- **What to do**:
A: In the article on classroom bias in Middle East studies, in what city did Dov Waxman have his first teaching job?
B: Reproduce the part of the article on classroom bias in Middle East studies starting with "How Middle East" and going on through "with their own.".

- **Page extract**:
----------
How Middle East Studies Professors Handle Bias in the Classroom [incl. Dov Waxman, Rashid Khalidi]

As they teach the Israeli-Palestinian conflict, instructors have to point out underlying assumptions—starting with their own.

Dov Waxman, a professor of political science and the co-director of Northeastern University’s Middle East Center, remembers his first teaching job in Ankara, Turkey, at the beginning of the Second Intifada. “It was a baptism of fire,” says Waxman, who is Jewish. “When they asked me questions about the Holocaust, because they hadn’t heard about it, it was very difficult to respond as a professor without getting emotional.”

By the time I took his class a couple years ago at Baruch College, Waxman had been teaching the Israeli-Palestinian conflict for a decade. He makes a point of mentioning his personal background at the start of each semester. “The first thing I try to do,” he told me recently, “is to be very honest with myself about my own biases and the way in which it may shape my outlook. Because after you do that, then you can begin the hard work of trying to free yourself from it. The most dangerous thing occurs when academics are unable or unwilling to acknowledge where they are coming from.”

Waxman’s dispassion is especially striking at a time when so many students are getting their news through social media. Today’s college-aged demographic has access to more information than ever before, but when it comes to a divisive issue like Gaza, emotions run high and facts often appear out of context. Instead of engaging with each other, Facebook users tend to hold more tightly to their positions each time they feel they’re under attack.
----------
Image point grounding data

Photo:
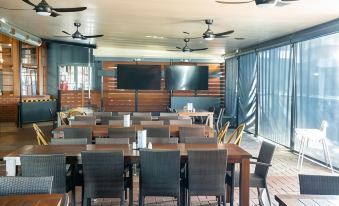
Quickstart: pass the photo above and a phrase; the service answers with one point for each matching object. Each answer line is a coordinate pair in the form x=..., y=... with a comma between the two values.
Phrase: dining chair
x=116, y=122
x=39, y=135
x=25, y=185
x=181, y=122
x=198, y=131
x=105, y=119
x=168, y=114
x=206, y=174
x=159, y=174
x=75, y=141
x=236, y=136
x=123, y=132
x=319, y=184
x=258, y=178
x=222, y=132
x=138, y=119
x=75, y=133
x=104, y=175
x=167, y=119
x=161, y=131
x=111, y=140
x=141, y=114
x=50, y=165
x=159, y=122
x=161, y=140
x=200, y=140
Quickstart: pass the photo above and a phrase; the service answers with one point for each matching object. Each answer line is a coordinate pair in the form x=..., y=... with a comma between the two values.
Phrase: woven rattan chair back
x=319, y=184
x=236, y=136
x=265, y=156
x=76, y=133
x=45, y=166
x=25, y=185
x=39, y=135
x=222, y=132
x=206, y=172
x=103, y=174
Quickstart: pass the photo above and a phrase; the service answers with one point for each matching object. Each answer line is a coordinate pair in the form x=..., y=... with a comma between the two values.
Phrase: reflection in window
x=73, y=77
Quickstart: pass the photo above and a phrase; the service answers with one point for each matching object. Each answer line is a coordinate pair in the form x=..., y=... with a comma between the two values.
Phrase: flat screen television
x=144, y=77
x=183, y=77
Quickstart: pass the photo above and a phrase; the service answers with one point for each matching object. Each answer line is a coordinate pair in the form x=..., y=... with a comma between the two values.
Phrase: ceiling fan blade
x=54, y=14
x=75, y=9
x=202, y=49
x=28, y=2
x=234, y=2
x=65, y=32
x=224, y=33
x=94, y=36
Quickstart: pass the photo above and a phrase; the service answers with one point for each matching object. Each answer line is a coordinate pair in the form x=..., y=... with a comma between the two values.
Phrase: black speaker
x=258, y=2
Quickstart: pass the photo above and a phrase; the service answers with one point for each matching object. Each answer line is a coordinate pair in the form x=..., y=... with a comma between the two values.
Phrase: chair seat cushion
x=255, y=180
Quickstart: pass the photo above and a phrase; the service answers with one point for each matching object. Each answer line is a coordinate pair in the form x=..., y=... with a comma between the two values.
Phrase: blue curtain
x=274, y=94
x=247, y=91
x=317, y=93
x=231, y=84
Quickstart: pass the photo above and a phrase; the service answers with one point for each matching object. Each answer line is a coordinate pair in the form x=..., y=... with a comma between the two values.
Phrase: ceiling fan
x=78, y=36
x=186, y=48
x=44, y=9
x=260, y=2
x=209, y=35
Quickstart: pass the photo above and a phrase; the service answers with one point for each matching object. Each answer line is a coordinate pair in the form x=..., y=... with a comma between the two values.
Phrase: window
x=74, y=77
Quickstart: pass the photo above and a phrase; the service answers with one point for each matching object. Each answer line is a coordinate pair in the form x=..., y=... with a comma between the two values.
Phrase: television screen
x=146, y=77
x=182, y=77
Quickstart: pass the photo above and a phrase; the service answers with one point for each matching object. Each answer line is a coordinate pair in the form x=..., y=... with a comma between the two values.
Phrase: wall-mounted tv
x=183, y=77
x=144, y=77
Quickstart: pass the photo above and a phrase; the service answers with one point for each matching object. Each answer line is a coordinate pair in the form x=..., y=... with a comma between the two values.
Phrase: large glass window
x=74, y=77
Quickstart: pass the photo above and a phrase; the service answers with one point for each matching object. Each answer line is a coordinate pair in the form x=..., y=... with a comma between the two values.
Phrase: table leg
x=244, y=196
x=10, y=166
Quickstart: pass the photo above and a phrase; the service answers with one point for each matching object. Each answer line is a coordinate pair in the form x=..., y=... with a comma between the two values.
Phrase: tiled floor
x=282, y=177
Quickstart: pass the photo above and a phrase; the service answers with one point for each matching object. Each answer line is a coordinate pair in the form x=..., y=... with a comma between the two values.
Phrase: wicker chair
x=76, y=133
x=191, y=132
x=200, y=140
x=222, y=132
x=163, y=131
x=50, y=165
x=104, y=175
x=161, y=140
x=181, y=122
x=125, y=132
x=236, y=136
x=112, y=141
x=40, y=135
x=159, y=174
x=25, y=185
x=206, y=174
x=74, y=141
x=319, y=185
x=258, y=178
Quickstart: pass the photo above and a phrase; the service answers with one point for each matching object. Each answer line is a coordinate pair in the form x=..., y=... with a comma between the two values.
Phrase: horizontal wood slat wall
x=156, y=100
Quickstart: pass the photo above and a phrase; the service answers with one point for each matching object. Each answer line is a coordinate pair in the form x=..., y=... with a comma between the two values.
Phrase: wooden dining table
----------
- **Results by task**:
A: Ankara, Turkey

B:
How Middle East Studies Professors Handle Bias in the Classroom [incl. Dov Waxman, Rashid Khalidi]

As they teach the Israeli-Palestinian conflict, instructors have to point out underlying assumptions—starting with their own.